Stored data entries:
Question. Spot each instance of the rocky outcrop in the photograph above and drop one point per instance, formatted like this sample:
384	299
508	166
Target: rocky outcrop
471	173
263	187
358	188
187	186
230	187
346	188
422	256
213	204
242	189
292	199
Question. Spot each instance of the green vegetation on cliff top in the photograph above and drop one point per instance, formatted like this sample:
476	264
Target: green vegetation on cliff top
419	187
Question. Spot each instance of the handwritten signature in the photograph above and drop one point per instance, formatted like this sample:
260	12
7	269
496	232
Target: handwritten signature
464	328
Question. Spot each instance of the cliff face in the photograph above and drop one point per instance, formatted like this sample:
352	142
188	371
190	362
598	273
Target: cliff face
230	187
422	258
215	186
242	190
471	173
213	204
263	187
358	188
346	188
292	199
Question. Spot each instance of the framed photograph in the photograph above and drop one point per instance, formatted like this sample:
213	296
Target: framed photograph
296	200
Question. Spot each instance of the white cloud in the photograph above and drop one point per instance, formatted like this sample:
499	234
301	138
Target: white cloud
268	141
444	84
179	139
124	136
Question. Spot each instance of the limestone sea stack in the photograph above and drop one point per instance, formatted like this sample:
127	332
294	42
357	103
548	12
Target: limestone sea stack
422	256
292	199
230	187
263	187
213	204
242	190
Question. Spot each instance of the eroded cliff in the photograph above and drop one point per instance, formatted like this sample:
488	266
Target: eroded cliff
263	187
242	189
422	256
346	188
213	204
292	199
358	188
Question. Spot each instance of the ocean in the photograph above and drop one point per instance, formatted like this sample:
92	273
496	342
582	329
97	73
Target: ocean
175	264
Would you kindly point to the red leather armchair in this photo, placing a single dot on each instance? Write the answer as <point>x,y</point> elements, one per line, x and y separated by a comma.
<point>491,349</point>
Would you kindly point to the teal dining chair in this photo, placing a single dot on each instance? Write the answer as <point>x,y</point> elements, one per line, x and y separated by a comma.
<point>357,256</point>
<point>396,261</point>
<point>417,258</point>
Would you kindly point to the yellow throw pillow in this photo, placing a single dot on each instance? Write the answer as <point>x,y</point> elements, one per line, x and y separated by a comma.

[WHAT TO PRODUCE] All of the data above should be reproduced exactly, with nothing left out.

[EXPECTED ANSWER]
Question. Spot each instance of the rocky outcrop in the photograph above and drop one point per instance, formatted like this sample:
384	299
508	166
Target: rocky outcrop
471	173
263	187
358	188
187	186
230	187
346	188
422	256
213	204
242	189
292	199
Question. Spot each instance of the green vegetation on cliff top in the photograph above and drop one point per instance, formatted like this sample:
476	264
Target: green vegetation on cliff top
419	187
Question. Spot each instance of the handwritten signature in the photograph above and drop one point per instance, formatted like this sample:
260	12
7	269
496	232
Target: handwritten signature
464	328
Question. Spot each instance of the cliff face in the photograph above and drop one point per instance, formatted like this sample:
352	142
188	371
190	362
598	273
Target: cliff face
230	187
422	258
215	186
242	190
471	173
213	204
263	187
358	188
346	188
292	199
Question. Spot each instance of the framed photograph in the photograph above and drop one point per instance, formatted like this sample:
213	296
Target: framed photograph
296	200
Question. Spot each instance of the white cloud in the photograph above and drop one point per instance, formatted like this sample:
499	234
301	138
Target: white cloud
268	141
444	84
179	139
124	136
Question. Spot each instance of the limestone sea stack in the photograph above and drop one point per instance, formatted like this sample:
127	332
294	42
357	103
548	12
Target: limestone sea stack
422	256
292	199
230	187
263	187
213	204
242	190
Question. Spot each instance of the eroded cliff in the photograph above and drop one point per instance, formatted like this sample:
488	266
Target: eroded cliff
263	187
242	189
422	256
346	188
213	204
292	199
358	188
Question. Spot each instance of the ocean in the photograph above and drop one point per instance, formatted like this sample:
92	273
496	342
582	329
97	73
Target: ocean
175	264
Would you kindly point to the red leather armchair in this photo, placing a single dot on each instance? Write the answer as <point>x,y</point> elements, one per line, x and y separated by a comma.
<point>491,349</point>
Would you kindly point to the teal dining chair in this photo, placing a single dot on each instance? Write the answer as <point>x,y</point> elements, one per line, x and y separated by a comma.
<point>357,256</point>
<point>396,261</point>
<point>417,258</point>
Would you kindly point to the yellow throw pillow in this photo, placing a single dot on each instance? Write the answer as <point>x,y</point> elements, one per line, x and y separated by a comma.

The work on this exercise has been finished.